# To do
Read the data, and whenever a line holds the word "rough", report that line.

# Input data

* * * * * * * * *

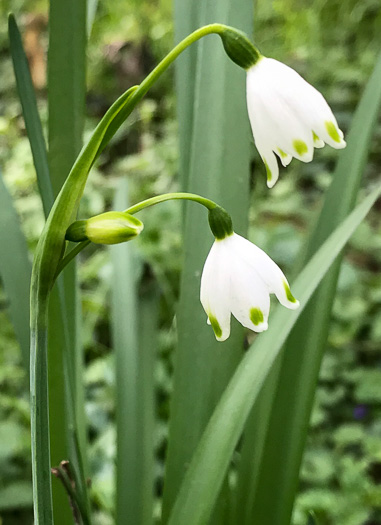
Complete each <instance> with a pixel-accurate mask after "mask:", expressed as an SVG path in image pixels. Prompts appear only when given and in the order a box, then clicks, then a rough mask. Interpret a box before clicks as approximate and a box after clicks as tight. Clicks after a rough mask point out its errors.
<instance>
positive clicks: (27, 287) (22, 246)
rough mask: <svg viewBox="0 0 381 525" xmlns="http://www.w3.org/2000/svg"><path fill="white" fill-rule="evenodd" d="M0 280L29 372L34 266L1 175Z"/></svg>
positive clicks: (25, 363) (24, 360) (26, 367)
mask: <svg viewBox="0 0 381 525" xmlns="http://www.w3.org/2000/svg"><path fill="white" fill-rule="evenodd" d="M0 246H2V247H3V248H2V249H1V250H0V278H1V281H2V283H3V286H4V288H5V291H6V294H7V297H8V301H9V313H10V316H11V320H12V323H13V326H14V329H15V333H16V337H17V340H18V342H19V344H20V348H21V354H22V357H23V361H24V364H25V366H26V369H27V370H28V371H29V287H30V277H31V274H32V264H31V262H30V260H29V254H28V247H27V244H26V240H25V237H24V234H23V232H22V230H21V227H20V222H19V218H18V216H17V213H16V210H15V209H14V207H13V202H12V197H11V196H10V194H9V192H8V190H7V188H6V186H5V184H4V181H3V179H2V177H1V174H0Z"/></svg>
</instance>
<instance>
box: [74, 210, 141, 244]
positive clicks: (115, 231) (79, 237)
mask: <svg viewBox="0 0 381 525" xmlns="http://www.w3.org/2000/svg"><path fill="white" fill-rule="evenodd" d="M143 228H144V225H143V223H142V222H141V221H139V219H137V218H136V217H134V216H133V215H130V214H128V213H123V212H119V211H109V212H106V213H102V214H101V215H97V216H96V217H91V219H88V220H84V221H76V222H73V224H71V225H70V226H69V228H68V229H67V231H66V239H67V240H68V241H74V242H81V241H86V240H89V241H91V242H93V243H95V244H119V243H121V242H126V241H129V240H131V239H133V238H134V237H136V236H137V235H139V233H140V232H141V231H142V230H143Z"/></svg>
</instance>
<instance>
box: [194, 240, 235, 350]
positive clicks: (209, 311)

* * * * * * * * *

# Answer to this exercise
Complete each <instance> with a pixel-accurate mask after "mask:", expressed as an SVG path in image pixels. Prompts appear only when given and in the order a box, then clicks, then a rough mask. Interpret a box before clicks as approximate and a box after clicks as tight. Clicks after a rough mask point out its errors.
rough mask: <svg viewBox="0 0 381 525" xmlns="http://www.w3.org/2000/svg"><path fill="white" fill-rule="evenodd" d="M0 280L29 372L34 266L1 175Z"/></svg>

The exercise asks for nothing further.